::: Document passage :::

Posted in Maternité, Uncategorized

Pre-motherhood journey,so far..

People say that being a mother can turn your world ups and downs. For these (almost) 30 years of my life, there are certain things that I have never experienced before, but on this journey, I finally have.

I have never been hospitalized during these 30 years. Not even once. Alhamdulillah. Last Friday was the very first time I had been admitted to the hospital. It was when I found fresh blood on the tissue I used after took a pee. It was after teaching on my school’s bathroom.

I have been experiencing few moments that could make my heart stop beating. But, last Friday, it was the very first time I felt my heart and my brain stopped working at the same time when I saw those bloody tissue in my hand. For some time, I think I was going insane.

I couldn’t help calling le husband in an instant. It made me crazier when he didn’t pick it up at first. When he finally made it, I told him abruptly. He told me to go to hospital in an instant.

I didn’t go,instead, I sat for some times in my car. Trying to figure out what really happened. Still not clear. Then when I finally made up my mind, I left the car in school and took a cab to hospital.

Along the way, I couldn’t think of any single thing. Even when I arrived at the hospital,walking by myself,telling the nurse what my problem was, I felt surreal.

::: Entries provided :::

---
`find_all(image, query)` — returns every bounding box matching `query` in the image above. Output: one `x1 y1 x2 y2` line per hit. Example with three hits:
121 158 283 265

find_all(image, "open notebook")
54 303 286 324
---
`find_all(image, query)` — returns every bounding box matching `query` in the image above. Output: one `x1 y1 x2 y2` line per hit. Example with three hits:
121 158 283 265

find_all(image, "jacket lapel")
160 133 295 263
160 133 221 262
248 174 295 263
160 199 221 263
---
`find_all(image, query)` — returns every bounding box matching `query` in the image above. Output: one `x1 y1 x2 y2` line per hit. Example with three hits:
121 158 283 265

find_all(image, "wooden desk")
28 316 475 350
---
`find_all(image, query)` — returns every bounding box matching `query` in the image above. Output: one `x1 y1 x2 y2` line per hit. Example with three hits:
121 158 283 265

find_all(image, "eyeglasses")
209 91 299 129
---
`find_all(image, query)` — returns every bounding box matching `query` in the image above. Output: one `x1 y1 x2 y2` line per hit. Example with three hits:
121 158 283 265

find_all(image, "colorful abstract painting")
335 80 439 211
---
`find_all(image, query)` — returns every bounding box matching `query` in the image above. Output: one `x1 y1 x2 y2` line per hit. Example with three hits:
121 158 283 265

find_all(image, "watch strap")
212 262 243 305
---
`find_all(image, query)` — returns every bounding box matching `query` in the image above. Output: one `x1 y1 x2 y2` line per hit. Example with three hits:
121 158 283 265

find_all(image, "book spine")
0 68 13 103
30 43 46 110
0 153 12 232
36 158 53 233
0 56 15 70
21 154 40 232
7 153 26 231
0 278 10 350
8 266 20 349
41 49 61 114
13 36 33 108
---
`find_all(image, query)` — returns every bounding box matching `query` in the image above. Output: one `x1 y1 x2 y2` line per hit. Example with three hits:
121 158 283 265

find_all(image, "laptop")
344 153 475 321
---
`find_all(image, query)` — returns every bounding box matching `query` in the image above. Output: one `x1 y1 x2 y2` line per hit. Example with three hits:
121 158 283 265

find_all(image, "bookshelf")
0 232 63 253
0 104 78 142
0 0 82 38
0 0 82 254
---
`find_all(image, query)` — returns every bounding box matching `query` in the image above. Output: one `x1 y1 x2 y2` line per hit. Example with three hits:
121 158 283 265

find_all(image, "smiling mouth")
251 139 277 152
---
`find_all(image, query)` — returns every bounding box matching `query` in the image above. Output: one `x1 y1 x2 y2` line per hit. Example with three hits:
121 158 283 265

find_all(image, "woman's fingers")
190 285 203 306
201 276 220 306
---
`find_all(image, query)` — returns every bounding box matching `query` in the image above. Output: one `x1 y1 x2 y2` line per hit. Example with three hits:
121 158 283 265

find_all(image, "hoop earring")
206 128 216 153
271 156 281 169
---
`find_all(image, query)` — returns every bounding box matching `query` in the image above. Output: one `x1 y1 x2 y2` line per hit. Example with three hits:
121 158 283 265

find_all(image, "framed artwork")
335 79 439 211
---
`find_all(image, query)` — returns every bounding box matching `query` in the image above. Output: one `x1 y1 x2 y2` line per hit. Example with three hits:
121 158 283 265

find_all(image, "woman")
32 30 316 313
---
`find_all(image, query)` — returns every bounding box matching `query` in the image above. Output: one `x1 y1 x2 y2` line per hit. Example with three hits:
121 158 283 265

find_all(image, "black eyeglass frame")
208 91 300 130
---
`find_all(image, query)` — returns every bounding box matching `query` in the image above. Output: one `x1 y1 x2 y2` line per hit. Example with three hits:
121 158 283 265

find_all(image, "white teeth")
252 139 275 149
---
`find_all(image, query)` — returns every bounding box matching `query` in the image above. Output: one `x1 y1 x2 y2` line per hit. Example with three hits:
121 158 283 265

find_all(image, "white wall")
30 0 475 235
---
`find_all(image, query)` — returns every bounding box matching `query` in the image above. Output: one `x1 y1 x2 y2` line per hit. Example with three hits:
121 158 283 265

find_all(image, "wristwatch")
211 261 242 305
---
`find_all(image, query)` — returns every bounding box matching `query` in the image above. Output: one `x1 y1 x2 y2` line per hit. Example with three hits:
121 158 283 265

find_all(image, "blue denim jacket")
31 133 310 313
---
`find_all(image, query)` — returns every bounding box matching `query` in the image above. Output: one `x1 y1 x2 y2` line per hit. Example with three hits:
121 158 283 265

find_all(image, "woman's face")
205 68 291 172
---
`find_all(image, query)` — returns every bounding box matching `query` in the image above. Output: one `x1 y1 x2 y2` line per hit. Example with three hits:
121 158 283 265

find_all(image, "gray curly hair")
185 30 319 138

:::

The task
Could you resume the pre-motherhood journey post, carrying on from its final sentence?

Answer to this task
When the doctor finished with his examination and told me that it was ok. But,we couldn’t take this lightly and he was strongly recommended that I had to be hospitalized right here right now. Then I realized how big it was, i felt so scare.

The thought that I might do something that harm this little creature inside my womb was very scary. I insisted not to be hospitalized at first, since it scared me to death also. I hate hospital,yet I married to a doctor.

But, I finally gave it up. I ended up not only being hospitalized for the first time in my life, but also other several things beyond my imagination. Having my hand with ‘infus’, being given a medecine from my buttocks, not enough, I had had to pee on the bed using ‘pispot’ and having the nurses to cleaned up that bottom part and my pee. I even had my whole body cleaned by others on the bed.

So far, motherhood has been quite tough. But, in spite of all those things I have been through and will be going through, I think it worths all the sacrifices in the world.